▸ **To do**
For the string "mirror", report how many lines in the records below contain it, and nothing more.
------ Recorded data
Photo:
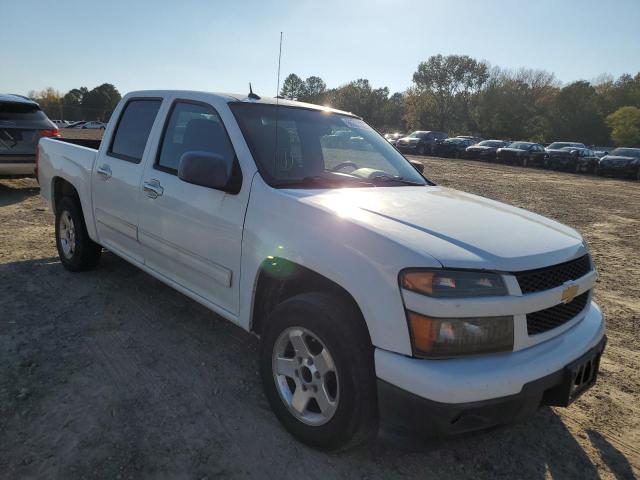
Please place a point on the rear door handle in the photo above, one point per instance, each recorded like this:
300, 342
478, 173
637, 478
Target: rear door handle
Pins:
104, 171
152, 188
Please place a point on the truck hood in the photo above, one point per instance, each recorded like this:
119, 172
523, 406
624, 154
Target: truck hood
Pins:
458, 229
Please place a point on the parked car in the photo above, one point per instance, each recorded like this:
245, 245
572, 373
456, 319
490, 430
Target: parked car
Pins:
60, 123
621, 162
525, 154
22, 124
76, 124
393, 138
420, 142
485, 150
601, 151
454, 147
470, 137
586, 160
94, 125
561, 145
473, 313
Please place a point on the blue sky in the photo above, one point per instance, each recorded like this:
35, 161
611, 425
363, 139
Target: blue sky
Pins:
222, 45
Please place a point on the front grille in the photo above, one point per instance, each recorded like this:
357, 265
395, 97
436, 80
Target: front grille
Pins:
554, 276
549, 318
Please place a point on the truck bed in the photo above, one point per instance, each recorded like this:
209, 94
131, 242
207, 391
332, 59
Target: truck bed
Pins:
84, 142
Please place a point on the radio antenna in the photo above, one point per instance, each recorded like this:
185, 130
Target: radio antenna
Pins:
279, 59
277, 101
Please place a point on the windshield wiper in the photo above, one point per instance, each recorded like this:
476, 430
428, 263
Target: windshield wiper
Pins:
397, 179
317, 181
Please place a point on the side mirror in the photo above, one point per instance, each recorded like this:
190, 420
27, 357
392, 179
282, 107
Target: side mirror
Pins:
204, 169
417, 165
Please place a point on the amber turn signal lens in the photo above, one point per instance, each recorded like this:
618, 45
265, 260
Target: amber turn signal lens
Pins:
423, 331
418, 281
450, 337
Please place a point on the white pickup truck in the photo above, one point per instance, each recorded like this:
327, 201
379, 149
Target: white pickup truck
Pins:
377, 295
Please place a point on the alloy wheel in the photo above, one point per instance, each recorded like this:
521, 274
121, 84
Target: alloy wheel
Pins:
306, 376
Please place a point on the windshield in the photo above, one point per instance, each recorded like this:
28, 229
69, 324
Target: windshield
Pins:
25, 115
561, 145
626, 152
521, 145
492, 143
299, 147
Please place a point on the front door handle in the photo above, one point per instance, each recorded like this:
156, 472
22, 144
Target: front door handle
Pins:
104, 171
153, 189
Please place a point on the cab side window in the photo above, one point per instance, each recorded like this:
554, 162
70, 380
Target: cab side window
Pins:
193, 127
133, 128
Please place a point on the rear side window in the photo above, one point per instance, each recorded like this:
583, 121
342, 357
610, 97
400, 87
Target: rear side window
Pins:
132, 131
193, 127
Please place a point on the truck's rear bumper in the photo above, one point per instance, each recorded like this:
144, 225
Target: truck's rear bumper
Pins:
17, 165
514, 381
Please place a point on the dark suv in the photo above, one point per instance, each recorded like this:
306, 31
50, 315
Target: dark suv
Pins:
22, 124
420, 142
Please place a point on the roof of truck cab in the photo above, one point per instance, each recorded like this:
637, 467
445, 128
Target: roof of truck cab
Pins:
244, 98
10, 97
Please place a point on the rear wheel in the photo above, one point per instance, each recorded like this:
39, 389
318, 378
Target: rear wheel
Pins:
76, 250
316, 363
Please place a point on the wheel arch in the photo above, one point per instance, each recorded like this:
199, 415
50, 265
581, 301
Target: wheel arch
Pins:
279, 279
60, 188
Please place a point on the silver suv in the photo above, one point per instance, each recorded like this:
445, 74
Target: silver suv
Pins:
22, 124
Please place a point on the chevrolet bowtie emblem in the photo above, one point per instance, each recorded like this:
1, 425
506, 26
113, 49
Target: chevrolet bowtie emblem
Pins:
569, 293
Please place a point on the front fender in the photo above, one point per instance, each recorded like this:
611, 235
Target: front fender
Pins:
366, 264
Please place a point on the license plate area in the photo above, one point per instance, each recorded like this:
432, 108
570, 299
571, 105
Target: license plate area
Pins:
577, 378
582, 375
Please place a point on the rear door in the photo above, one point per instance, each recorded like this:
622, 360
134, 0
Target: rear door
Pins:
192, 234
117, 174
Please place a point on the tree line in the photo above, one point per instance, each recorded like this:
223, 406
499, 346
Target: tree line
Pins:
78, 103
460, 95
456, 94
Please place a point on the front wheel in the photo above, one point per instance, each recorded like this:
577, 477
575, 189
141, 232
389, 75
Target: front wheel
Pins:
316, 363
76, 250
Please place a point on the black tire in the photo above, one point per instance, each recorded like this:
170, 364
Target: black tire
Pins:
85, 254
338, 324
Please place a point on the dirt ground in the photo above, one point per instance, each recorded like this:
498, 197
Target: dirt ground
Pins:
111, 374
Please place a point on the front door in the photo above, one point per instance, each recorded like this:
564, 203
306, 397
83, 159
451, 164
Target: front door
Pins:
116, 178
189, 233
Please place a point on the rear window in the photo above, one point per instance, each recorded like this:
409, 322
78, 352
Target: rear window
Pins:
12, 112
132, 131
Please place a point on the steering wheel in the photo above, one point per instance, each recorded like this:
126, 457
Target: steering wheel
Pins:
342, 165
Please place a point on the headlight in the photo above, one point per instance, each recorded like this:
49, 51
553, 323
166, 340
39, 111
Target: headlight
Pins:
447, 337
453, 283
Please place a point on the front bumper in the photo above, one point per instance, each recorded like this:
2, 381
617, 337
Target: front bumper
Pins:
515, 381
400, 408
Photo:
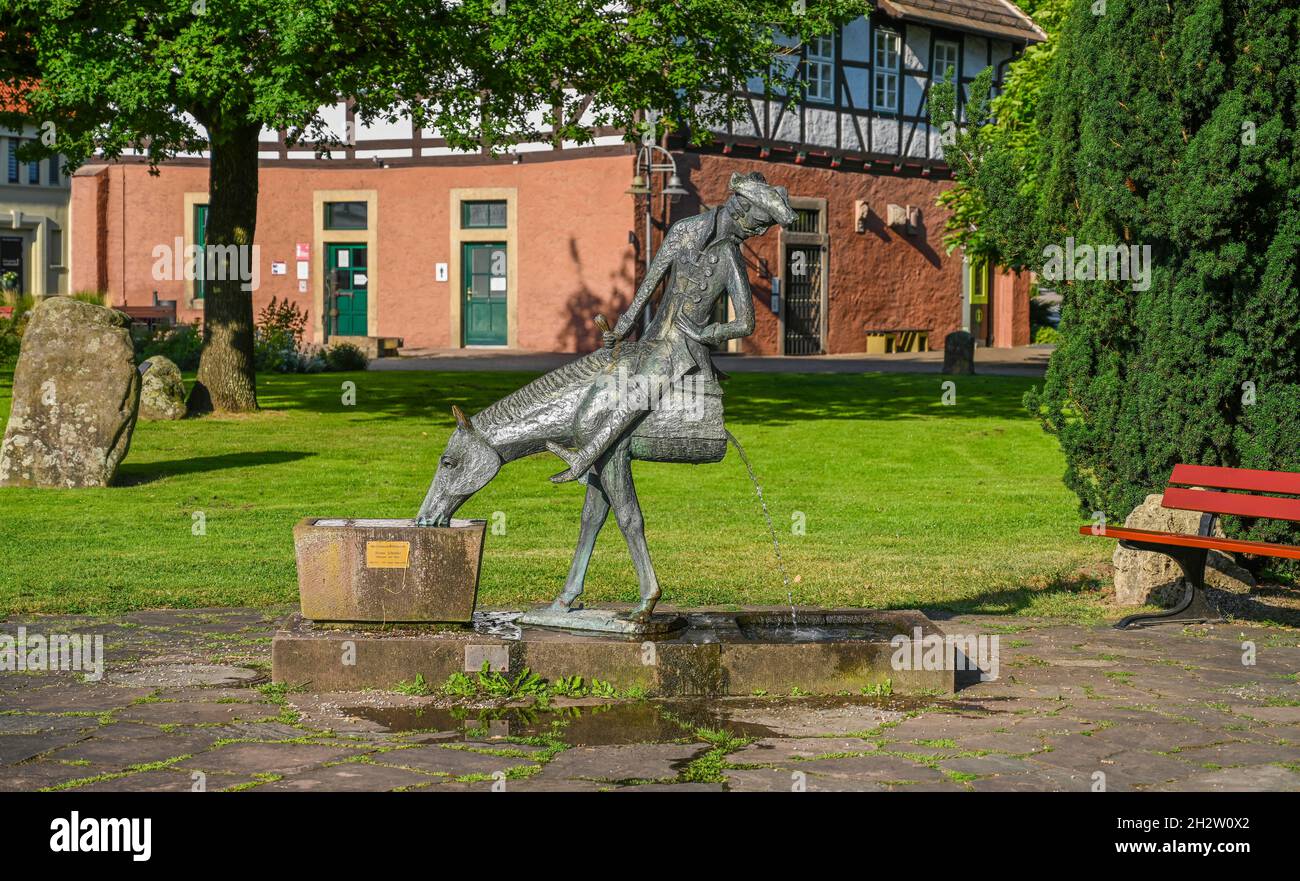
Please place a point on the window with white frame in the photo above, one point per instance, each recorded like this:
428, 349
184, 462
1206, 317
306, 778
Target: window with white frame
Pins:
------------
▸ **Written answer**
2